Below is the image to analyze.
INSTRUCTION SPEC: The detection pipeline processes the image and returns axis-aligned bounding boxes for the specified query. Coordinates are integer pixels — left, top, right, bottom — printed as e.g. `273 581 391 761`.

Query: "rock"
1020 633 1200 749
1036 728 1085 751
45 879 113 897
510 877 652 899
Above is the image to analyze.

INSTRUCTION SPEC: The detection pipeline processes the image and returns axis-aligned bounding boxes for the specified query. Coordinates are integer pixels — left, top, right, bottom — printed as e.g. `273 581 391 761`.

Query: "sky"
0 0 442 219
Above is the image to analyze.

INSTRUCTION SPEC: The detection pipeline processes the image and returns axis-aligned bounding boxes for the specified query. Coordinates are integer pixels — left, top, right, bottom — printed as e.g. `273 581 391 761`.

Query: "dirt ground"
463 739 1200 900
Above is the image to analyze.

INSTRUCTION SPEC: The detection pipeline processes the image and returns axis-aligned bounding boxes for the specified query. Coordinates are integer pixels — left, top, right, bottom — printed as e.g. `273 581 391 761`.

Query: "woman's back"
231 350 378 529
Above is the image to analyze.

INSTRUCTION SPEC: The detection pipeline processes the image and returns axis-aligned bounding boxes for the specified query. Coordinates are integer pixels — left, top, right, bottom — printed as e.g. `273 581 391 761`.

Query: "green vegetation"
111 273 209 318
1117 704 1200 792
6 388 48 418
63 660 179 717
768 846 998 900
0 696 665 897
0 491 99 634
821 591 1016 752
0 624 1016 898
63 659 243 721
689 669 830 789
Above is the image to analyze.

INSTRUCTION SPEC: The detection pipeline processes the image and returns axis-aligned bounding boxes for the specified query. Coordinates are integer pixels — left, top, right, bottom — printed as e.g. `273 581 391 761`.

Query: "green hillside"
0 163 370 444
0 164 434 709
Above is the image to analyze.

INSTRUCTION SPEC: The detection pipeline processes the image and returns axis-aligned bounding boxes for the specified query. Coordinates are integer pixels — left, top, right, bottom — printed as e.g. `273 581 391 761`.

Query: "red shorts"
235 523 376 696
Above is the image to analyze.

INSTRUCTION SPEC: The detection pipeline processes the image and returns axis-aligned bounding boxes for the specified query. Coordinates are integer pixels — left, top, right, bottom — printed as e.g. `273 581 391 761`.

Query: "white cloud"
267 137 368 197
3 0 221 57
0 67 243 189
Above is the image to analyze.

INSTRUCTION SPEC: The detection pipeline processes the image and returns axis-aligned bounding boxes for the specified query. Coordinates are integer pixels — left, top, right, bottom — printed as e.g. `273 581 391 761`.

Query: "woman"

● ● ● ● ●

EXERCISE DESCRIPTION
Top to bottom, set down the entries above word for word.

SOLUTION TO THE EXERCISE
Below is the image to analyze.
INSTRUCTION SPEC: The detection pipeline processes the image and returns axis-aligned bounding boxes for the specified query. Coordinates are integer pixels — left, top, right, bottom — printed as e.g. `273 581 391 761`.

Query: "rock"
1020 633 1200 749
1036 728 1085 751
45 879 113 897
510 877 652 899
Above is the image to analyze.

INSTRUCTION SPEC: The detection pipeline processes the image and returns axis-aligned bounding boxes for the specified query. Coordinates are integer pixels — left, top, right, bottom — printed as e.g. `273 581 391 761`.

Query: "sky"
0 0 442 219
Above is the image to analyze.

INSTRUCTION SPEC: The detection pipeline processes the image and returns axis-aligned bounding boxes for the specified query. Coordinates are integer pixels — left, top, right, bottom — printed as e.g. `273 581 391 761`.

Query: "dirt ground"
463 739 1200 900
Above is the image to analyze.

INSTRUCTION SPEC: The detection pipeline processes the image and returns axis-aligned bounding boxes for the specified query. Coordinates are integer pixels — left, top, right, bottom — printed as e.g. `273 581 391 761`.

Query: "woman's back"
231 350 378 529
Above is the image to analyze.

INSTRUCTION SPEC: The detection pipeline processes the image and returns axis-aligned bounding boxes for the specified query. Coordinates are integer pixels — left, top, right, bottom — printed as e.g. `273 581 391 761`.

Query: "green vegetation"
111 273 209 318
1117 704 1200 792
6 388 48 418
63 660 179 717
768 846 998 900
0 696 665 897
0 491 99 634
821 591 1016 752
0 624 1016 898
63 659 243 721
689 669 830 789
Above is the image to analyze.

INSTRUCTION SPEC: The detection pipeline processes the image and returns axis-aligned bounding boxes for the specified query. Coordinates are integer pixels — left, top, right, bottom — printed as e.g. `273 581 391 761`.

Query: "green hillside"
0 163 370 444
0 164 434 709
Above is the image to analyze.

INSTRUCTION SPEC: The detection pipeline processes the image and returns axis-aligned bounding boxes for the specified query. Coordinates are integer pixels — left, top, right, bottom — printed as e.g. `273 581 391 761`.

Query: "red shorts"
235 523 376 696
Above is the image to analyze.

INSTRUCTION SPEC: The detection pipeline processes the image and returns axis-aligned bounding boxes for the specified query. Coordinates are integer pixels — left, top, right, bottom — printed as e.g. `273 581 391 761`.

Query: "white cloud"
267 137 368 197
3 0 221 57
0 67 243 189
Above is the image to analyze.

INSTRUCTION SPEC: The detection pipeline processes the image and returns axis-aligned bounding boxes for the specified query. Coordinates are integer pixels — left, top, right, bottom — printed as e.g. `273 581 391 761`.

Query: "woman"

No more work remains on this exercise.